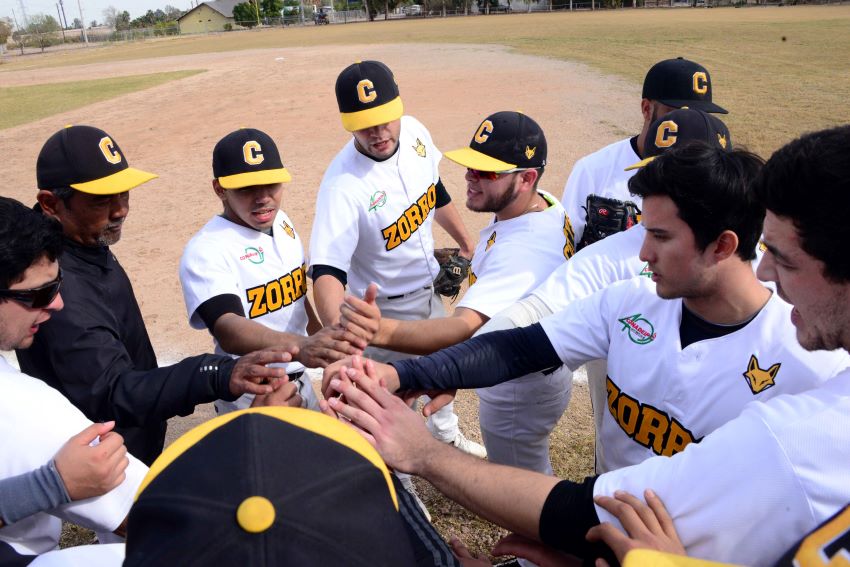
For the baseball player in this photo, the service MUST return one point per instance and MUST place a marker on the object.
(745, 492)
(244, 273)
(668, 85)
(375, 210)
(528, 237)
(686, 349)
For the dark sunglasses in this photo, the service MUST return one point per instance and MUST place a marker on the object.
(493, 175)
(37, 297)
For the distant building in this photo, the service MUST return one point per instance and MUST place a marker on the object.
(208, 17)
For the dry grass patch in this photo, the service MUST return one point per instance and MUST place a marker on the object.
(20, 105)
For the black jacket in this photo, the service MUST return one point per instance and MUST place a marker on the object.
(97, 352)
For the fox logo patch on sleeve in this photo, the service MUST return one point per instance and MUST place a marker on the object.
(759, 379)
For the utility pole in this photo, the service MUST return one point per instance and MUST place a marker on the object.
(82, 23)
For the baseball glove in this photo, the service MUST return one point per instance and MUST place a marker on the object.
(606, 216)
(453, 270)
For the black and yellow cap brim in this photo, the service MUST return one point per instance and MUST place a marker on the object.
(308, 420)
(251, 178)
(473, 159)
(392, 110)
(119, 182)
(641, 163)
(650, 558)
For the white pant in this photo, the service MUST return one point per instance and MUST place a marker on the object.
(415, 306)
(517, 416)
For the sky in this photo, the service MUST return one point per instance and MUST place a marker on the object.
(92, 9)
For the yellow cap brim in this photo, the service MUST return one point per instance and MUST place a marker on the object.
(640, 164)
(119, 182)
(251, 178)
(473, 159)
(648, 558)
(362, 119)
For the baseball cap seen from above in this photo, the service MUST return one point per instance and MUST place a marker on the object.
(679, 82)
(367, 95)
(502, 142)
(87, 159)
(248, 157)
(268, 486)
(679, 127)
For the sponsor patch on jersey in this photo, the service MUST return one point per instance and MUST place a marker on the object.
(253, 255)
(377, 200)
(420, 148)
(759, 379)
(640, 330)
(646, 425)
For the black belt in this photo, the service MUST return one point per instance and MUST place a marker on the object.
(408, 293)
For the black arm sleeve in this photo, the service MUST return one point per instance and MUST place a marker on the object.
(322, 269)
(486, 360)
(443, 197)
(567, 515)
(210, 310)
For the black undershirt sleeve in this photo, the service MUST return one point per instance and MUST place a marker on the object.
(210, 310)
(567, 515)
(486, 360)
(323, 269)
(443, 197)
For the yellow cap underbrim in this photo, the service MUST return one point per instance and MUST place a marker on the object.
(648, 558)
(362, 119)
(251, 178)
(473, 159)
(640, 164)
(120, 182)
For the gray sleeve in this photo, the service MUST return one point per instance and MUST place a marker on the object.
(36, 491)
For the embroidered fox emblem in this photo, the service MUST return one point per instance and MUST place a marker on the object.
(759, 379)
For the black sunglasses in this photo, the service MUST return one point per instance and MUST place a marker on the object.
(37, 297)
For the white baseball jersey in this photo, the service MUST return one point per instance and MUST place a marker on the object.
(38, 421)
(749, 490)
(600, 173)
(662, 397)
(514, 256)
(373, 219)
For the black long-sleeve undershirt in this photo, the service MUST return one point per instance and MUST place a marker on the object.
(481, 361)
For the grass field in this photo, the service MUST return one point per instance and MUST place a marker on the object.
(780, 71)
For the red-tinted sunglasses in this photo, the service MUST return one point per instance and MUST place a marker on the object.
(37, 297)
(493, 175)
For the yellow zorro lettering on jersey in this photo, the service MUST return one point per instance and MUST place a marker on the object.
(410, 220)
(759, 379)
(646, 425)
(277, 294)
(570, 236)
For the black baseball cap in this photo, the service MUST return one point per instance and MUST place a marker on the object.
(367, 95)
(267, 487)
(87, 159)
(678, 127)
(502, 142)
(678, 83)
(248, 157)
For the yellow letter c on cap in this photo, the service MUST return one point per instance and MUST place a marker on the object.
(366, 91)
(666, 134)
(253, 153)
(483, 132)
(700, 82)
(107, 148)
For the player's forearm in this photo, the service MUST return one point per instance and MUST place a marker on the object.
(329, 294)
(423, 336)
(449, 219)
(509, 497)
(480, 362)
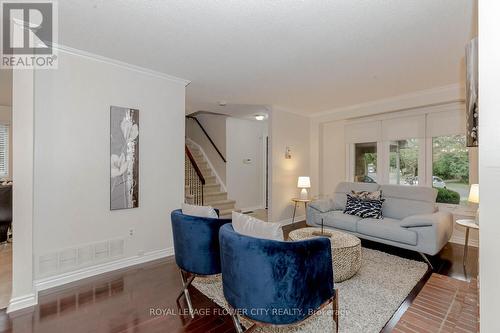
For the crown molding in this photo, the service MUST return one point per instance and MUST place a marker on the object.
(425, 98)
(114, 62)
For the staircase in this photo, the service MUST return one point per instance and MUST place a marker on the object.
(212, 190)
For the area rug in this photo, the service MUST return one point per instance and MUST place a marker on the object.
(367, 300)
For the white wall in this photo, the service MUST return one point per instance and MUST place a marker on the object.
(245, 181)
(489, 163)
(292, 130)
(215, 126)
(5, 86)
(332, 156)
(23, 294)
(71, 176)
(6, 118)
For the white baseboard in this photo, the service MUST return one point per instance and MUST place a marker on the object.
(254, 208)
(461, 241)
(61, 279)
(22, 302)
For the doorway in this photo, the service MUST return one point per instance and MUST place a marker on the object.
(5, 187)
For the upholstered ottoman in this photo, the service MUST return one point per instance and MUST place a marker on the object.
(346, 251)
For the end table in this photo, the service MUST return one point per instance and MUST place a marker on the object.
(296, 202)
(467, 224)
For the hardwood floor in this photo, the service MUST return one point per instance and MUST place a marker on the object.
(142, 299)
(443, 305)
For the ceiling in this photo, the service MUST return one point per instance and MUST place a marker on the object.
(303, 56)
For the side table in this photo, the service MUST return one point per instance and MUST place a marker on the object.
(296, 202)
(467, 224)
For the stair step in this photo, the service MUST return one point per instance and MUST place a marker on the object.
(211, 188)
(207, 189)
(208, 198)
(227, 213)
(210, 180)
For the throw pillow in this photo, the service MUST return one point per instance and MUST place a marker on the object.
(363, 208)
(250, 226)
(200, 211)
(366, 195)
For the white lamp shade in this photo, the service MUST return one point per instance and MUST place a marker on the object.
(474, 193)
(304, 182)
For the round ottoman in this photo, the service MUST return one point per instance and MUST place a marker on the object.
(346, 251)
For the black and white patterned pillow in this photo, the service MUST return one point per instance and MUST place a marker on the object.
(363, 208)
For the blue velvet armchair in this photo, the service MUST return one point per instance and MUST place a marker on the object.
(276, 283)
(196, 245)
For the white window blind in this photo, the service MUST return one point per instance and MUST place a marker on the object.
(4, 150)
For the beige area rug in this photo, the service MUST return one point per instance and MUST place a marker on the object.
(367, 301)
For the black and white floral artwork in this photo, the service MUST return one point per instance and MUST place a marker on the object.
(472, 114)
(124, 158)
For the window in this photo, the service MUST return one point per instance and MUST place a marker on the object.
(4, 150)
(450, 168)
(365, 162)
(403, 162)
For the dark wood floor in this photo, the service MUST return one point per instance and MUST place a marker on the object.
(132, 300)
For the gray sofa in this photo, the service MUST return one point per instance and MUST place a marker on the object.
(410, 220)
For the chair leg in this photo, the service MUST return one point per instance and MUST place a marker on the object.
(335, 304)
(427, 261)
(185, 284)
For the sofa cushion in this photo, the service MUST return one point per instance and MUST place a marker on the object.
(250, 226)
(323, 205)
(199, 211)
(365, 195)
(387, 228)
(363, 208)
(337, 219)
(403, 201)
(340, 198)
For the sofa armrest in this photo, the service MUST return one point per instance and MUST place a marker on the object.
(323, 205)
(427, 220)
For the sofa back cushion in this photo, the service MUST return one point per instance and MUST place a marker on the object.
(343, 188)
(250, 226)
(402, 201)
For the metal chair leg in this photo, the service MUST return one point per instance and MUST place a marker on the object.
(185, 284)
(237, 323)
(335, 305)
(428, 262)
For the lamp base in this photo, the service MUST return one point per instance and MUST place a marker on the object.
(322, 234)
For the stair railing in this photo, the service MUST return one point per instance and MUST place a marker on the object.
(208, 137)
(194, 179)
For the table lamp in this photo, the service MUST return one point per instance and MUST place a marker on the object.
(304, 183)
(474, 198)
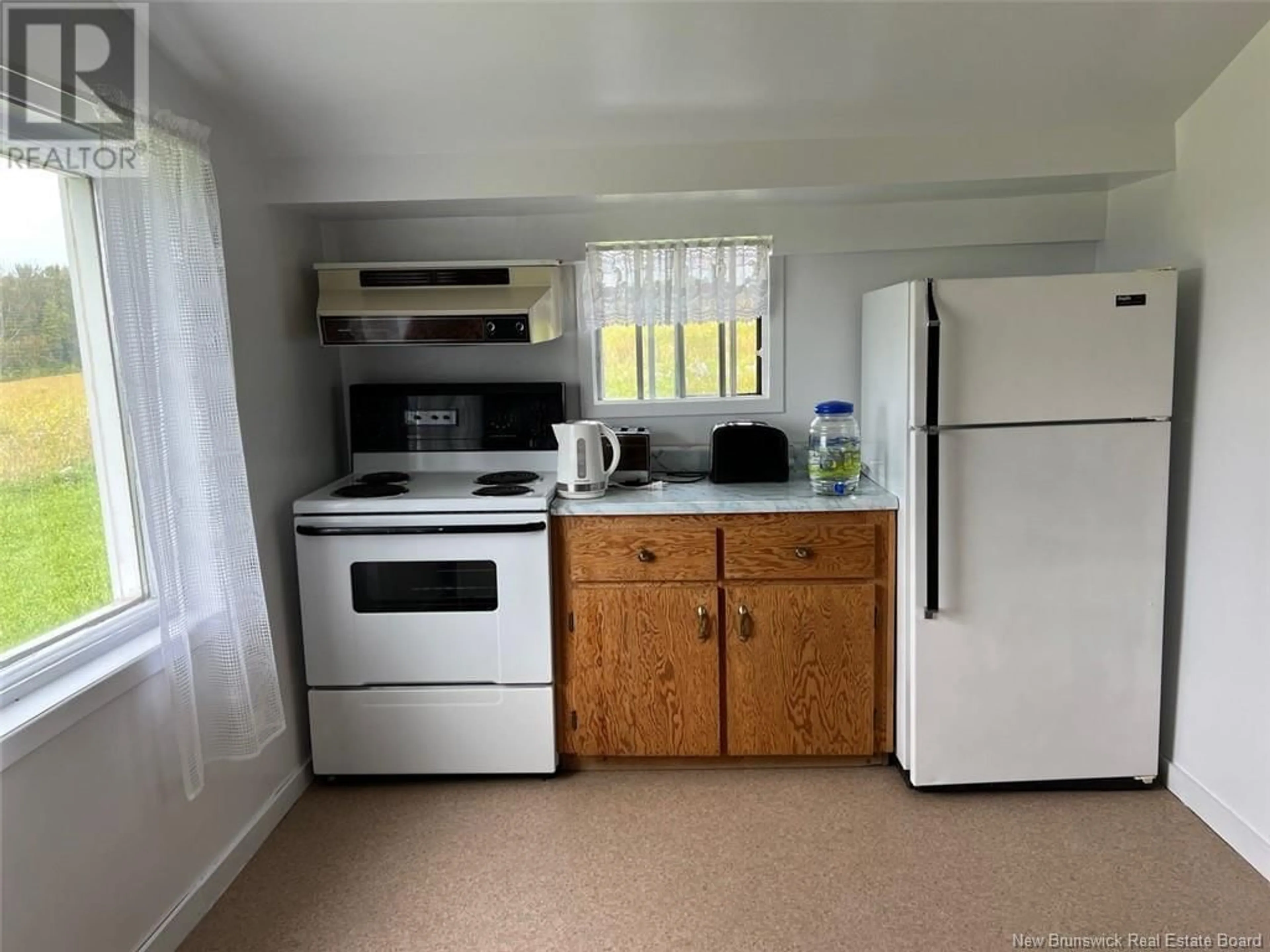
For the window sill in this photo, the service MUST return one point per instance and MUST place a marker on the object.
(691, 407)
(44, 714)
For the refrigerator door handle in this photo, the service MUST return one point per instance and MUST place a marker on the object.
(933, 452)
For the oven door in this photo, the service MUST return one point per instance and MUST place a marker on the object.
(426, 600)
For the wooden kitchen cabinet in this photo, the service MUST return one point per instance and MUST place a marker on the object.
(657, 659)
(801, 669)
(643, 671)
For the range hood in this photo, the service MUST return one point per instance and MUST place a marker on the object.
(440, 302)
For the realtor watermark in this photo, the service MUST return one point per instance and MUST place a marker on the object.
(1136, 940)
(75, 84)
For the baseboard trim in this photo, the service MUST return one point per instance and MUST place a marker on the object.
(1227, 824)
(175, 927)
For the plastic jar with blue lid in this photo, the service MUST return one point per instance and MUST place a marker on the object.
(833, 450)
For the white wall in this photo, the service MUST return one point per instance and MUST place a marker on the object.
(1212, 219)
(100, 841)
(822, 328)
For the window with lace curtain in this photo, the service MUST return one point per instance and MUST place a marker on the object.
(73, 575)
(679, 327)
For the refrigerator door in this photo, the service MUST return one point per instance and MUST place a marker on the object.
(1043, 660)
(1074, 347)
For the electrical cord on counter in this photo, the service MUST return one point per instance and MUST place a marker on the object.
(684, 476)
(665, 479)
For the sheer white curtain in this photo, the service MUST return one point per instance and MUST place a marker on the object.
(166, 276)
(675, 282)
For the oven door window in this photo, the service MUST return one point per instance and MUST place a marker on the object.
(425, 587)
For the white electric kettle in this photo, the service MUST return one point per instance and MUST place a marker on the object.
(581, 471)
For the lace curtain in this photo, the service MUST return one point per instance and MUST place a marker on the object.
(675, 282)
(166, 277)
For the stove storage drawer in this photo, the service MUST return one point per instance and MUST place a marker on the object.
(641, 549)
(488, 729)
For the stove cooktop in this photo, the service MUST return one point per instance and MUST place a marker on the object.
(432, 493)
(370, 491)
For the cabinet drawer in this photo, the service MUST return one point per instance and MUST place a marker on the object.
(641, 549)
(803, 546)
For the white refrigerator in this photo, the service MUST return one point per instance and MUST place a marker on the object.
(1024, 426)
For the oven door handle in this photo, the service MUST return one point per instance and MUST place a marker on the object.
(478, 530)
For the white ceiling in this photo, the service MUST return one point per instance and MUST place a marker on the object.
(429, 78)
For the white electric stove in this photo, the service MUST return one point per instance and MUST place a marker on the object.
(426, 584)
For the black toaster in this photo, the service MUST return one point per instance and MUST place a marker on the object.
(747, 451)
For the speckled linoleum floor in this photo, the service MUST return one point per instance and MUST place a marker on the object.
(726, 860)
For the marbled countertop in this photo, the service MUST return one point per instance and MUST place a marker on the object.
(709, 498)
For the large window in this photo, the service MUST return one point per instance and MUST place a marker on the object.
(653, 355)
(683, 361)
(70, 554)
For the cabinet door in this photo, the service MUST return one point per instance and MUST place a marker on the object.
(641, 671)
(801, 669)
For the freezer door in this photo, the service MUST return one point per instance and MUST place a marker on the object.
(1074, 347)
(1043, 659)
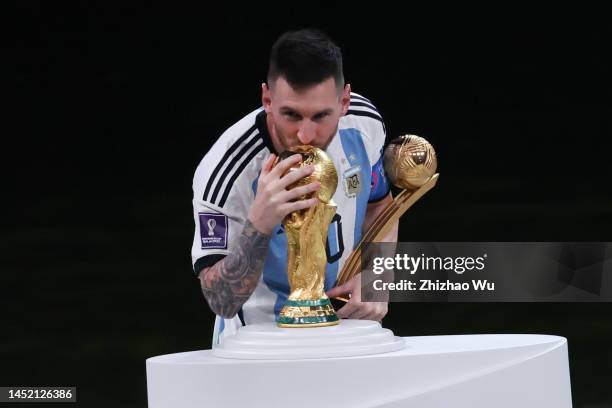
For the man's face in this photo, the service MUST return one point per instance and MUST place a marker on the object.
(305, 116)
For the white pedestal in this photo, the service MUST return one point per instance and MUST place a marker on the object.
(502, 371)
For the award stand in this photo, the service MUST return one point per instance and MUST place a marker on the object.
(320, 367)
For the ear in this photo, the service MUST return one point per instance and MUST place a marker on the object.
(346, 98)
(266, 100)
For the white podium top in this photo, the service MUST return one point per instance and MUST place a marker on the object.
(473, 371)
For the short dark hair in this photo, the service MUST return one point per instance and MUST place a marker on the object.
(305, 58)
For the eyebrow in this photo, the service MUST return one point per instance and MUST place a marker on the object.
(289, 109)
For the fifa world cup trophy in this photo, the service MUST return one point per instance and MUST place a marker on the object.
(307, 304)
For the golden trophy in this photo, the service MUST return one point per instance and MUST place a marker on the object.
(307, 304)
(410, 162)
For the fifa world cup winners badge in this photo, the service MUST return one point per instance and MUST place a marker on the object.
(213, 230)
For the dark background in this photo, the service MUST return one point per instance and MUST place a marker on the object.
(112, 107)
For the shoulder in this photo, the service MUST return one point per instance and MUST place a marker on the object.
(362, 112)
(237, 153)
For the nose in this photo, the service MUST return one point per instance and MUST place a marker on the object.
(306, 132)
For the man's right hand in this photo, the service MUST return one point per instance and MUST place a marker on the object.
(273, 201)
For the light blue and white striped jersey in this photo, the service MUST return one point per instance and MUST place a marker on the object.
(225, 184)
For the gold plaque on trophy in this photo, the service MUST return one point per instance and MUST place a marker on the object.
(307, 304)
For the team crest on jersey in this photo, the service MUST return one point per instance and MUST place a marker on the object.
(213, 230)
(352, 181)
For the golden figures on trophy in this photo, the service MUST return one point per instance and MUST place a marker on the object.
(307, 304)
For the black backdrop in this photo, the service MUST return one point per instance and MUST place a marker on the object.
(114, 106)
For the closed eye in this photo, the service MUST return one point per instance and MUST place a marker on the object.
(292, 115)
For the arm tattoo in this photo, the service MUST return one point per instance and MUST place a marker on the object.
(231, 281)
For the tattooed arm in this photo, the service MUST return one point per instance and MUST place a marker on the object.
(231, 281)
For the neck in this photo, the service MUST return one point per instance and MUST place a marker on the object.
(273, 136)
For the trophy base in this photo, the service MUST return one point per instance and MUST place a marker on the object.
(307, 313)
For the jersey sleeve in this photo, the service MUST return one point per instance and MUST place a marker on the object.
(222, 195)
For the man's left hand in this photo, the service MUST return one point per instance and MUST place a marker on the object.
(355, 308)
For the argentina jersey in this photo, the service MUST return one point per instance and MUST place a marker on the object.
(225, 184)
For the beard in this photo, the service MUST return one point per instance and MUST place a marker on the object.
(287, 141)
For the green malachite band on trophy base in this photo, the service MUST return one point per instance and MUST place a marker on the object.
(307, 303)
(321, 309)
(307, 320)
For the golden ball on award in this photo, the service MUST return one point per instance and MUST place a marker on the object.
(410, 161)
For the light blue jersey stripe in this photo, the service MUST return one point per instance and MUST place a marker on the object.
(355, 151)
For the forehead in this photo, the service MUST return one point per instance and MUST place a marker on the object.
(318, 97)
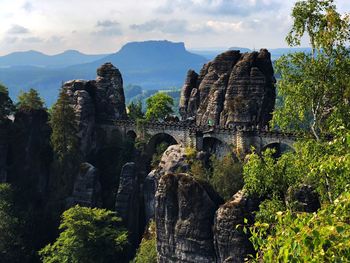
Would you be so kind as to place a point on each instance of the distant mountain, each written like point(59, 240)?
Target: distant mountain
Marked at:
point(38, 59)
point(242, 49)
point(150, 64)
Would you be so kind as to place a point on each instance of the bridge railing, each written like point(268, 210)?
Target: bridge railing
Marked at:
point(210, 129)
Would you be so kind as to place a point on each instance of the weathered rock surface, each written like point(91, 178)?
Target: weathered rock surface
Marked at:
point(127, 202)
point(87, 187)
point(232, 89)
point(303, 199)
point(184, 214)
point(231, 243)
point(95, 101)
point(173, 160)
point(110, 99)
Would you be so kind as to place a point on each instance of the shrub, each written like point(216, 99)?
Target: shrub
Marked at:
point(147, 252)
point(88, 235)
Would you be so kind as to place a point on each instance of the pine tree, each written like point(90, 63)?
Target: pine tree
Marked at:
point(6, 106)
point(30, 101)
point(135, 111)
point(64, 138)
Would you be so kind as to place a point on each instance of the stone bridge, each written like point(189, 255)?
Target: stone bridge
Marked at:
point(238, 139)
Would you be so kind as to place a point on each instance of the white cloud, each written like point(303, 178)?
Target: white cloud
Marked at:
point(17, 30)
point(28, 6)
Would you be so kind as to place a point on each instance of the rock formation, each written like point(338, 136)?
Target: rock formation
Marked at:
point(96, 101)
point(232, 89)
point(231, 243)
point(128, 201)
point(184, 216)
point(87, 187)
point(173, 159)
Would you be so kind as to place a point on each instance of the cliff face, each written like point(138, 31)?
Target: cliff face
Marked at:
point(234, 88)
point(94, 102)
point(231, 243)
point(184, 215)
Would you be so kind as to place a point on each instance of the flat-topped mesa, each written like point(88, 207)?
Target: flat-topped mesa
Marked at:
point(233, 89)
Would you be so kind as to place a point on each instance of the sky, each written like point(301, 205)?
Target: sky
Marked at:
point(104, 26)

- **What to do**: Rewrite the material between the lines holding "For the argentina" and "point(110, 99)", inclusive, changing "weathered rock surface" to "worn rock face" and keeping everything else the same. Leave the pictures out.

- **Problem solution**:
For the argentina jersey in this photo, the service MUST return one point per instance and MUST place a marker on the object.
(225, 184)
For the beard in this photo, the service MUST return one point per instance and MUST place a marker on the object.
(287, 141)
For the green malachite band on trophy base in this photo, the service MUST return one point per instance and MUST place a marker on the object.
(307, 303)
(321, 309)
(307, 320)
For the golden ball on award in this photo, the service MUST return one point per instance and MUST place a marker on the object.
(410, 161)
For the light blue jersey stripe in this photo, the service MUST return one point per instance and MUST place a marker on the object.
(355, 151)
For the forehead in this photo, the service MUST return one point per instance and MUST place a marker on the object.
(318, 97)
Would you be so kind as to place a point on each instance of the distant mountain, each written like point(59, 240)?
Target: distant mountain
Marked at:
point(38, 59)
point(242, 49)
point(150, 64)
Would you be so kind as to place a point on each instance of the bridge railing, each written like point(268, 210)?
Target: bridge railing
Marked at:
point(210, 129)
Would you be so kind as to place a point on each instance of the worn rock face, each written like point(91, 178)?
Target: worn rock face
Marked at:
point(127, 202)
point(87, 187)
point(232, 89)
point(303, 199)
point(184, 214)
point(231, 243)
point(95, 101)
point(173, 160)
point(110, 99)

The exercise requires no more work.